■ Document source
* * * * *
Quels sont vos plus beaux souvenirs sportifs?

Pauline : J’ai disputé ma première course d’endurance avec mon père, à Ribiers, sur 20 km (les épreuves 10 km n’existaient pas encore, ndlr). En 2005, à Toulouse, j’ai participé à mes premiers championnats de France Jeunes. J’ai disputé l’épreuve Minimes de 60 km avec El’Hadji, mon premier cheval d’endurance. Puis, en 2008, j’ai été sacrée championne de Provence Amateur 1 Grand Prix sur 90 km avec Koumga de Gargas. C’était ma première victoire!



“Je nous sens prêtes à nous attaquer à Florac!”

Comment s’est développé votre élevage familial?

Mélody : Ma mère avait une jument Anglo-Arabe, Elzecchias (Émir d’Espiens x Garde Impériale), qu’on lui avait vendue pour une bouchée de pain à deux ans lors d’une foire, car elle était difficile et fragile. Elzecchias a disputé quelques courses, mais elle était très sanguine, et cela ne fonctionnait pas.

Pauline : Peut-être n’était-elle pas faite pour la discipline ou peut-être que nous n’avions pas le niveau pour un cheval aussi difficile. Aussi, ma mère a décidé de lui faire faire un poulain. Noura des Pacouli, une fille de Sadepers et donc propre sœur d’Asmine, a été la première jument de l’élevage. Je l’ai montée sur le circuit de la Société hippique française jusqu’à la finale des six ans à Uzès. Ensuite, elle a été vice-championne du monde des sept ans (sur 130 km, ndlr) avec Mélody, en 2008 à Compiègne. La vente de Noura a été très dure à vivre pour moi, car je m’y étais énormément attachée. Nous avons alors décidé de répéter le croisement avec Sadepers. C’est ainsi qu’est née Asmine en 2010. Asmine est ma jument, je l’ai fait naître, l’ai débourrée, l’ai montée sur le circuit SHF et c’est avec elle que j’ai bouclée ma première CEI 3*.

Comment et où vit Asmine, hors entraînement, et comment est-elle préparée?
* * * * *
■ Consigne
D'après le document source, en quelle année et dans quelle ville Noura des Pacouli a-t-elle été vice-championne du monde des sept ans ?
* * * * *
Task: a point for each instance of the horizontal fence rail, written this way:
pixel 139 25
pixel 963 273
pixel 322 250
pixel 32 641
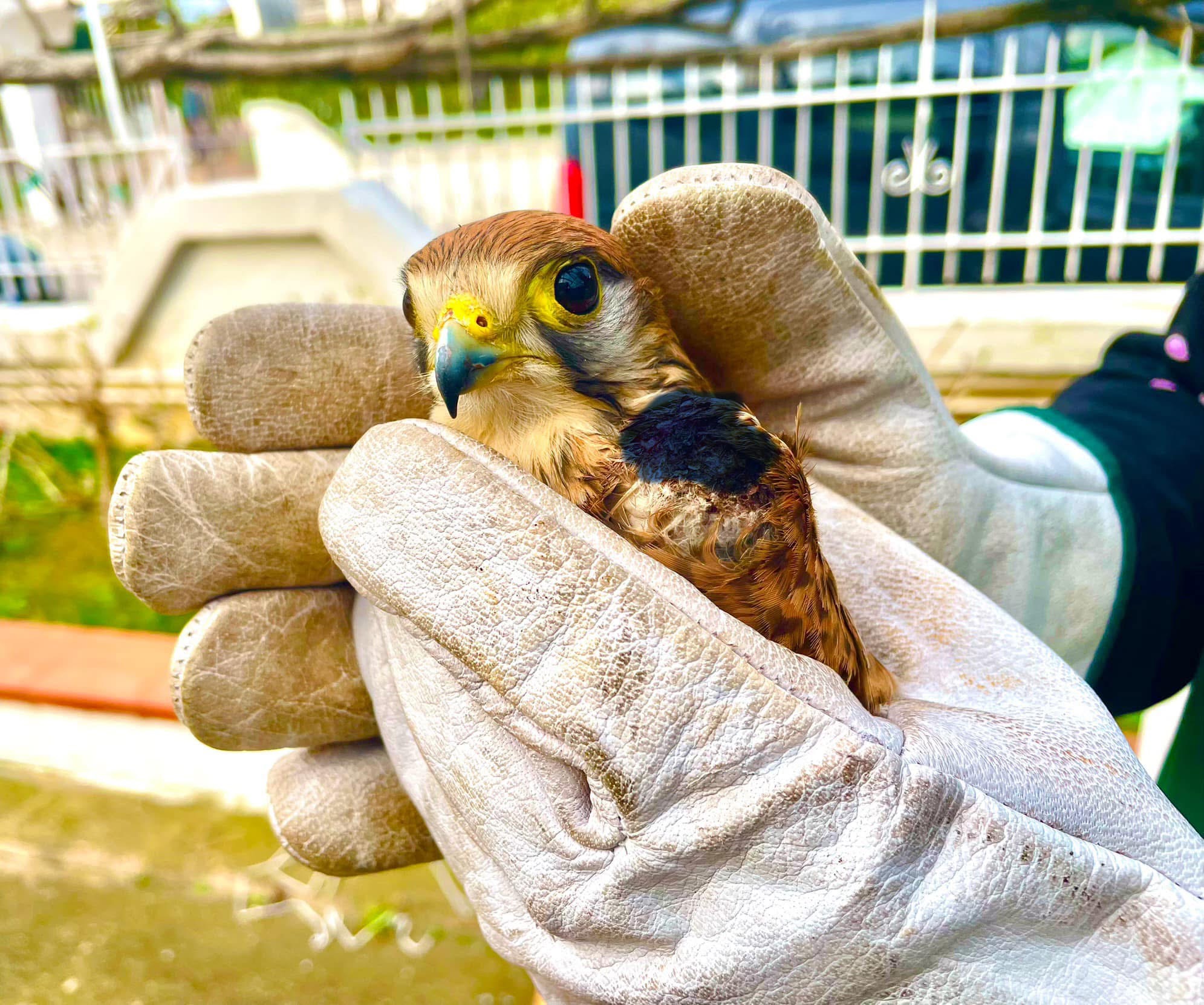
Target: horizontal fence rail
pixel 942 161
* * * * *
■ Réponse
En 2008, à Compiègne.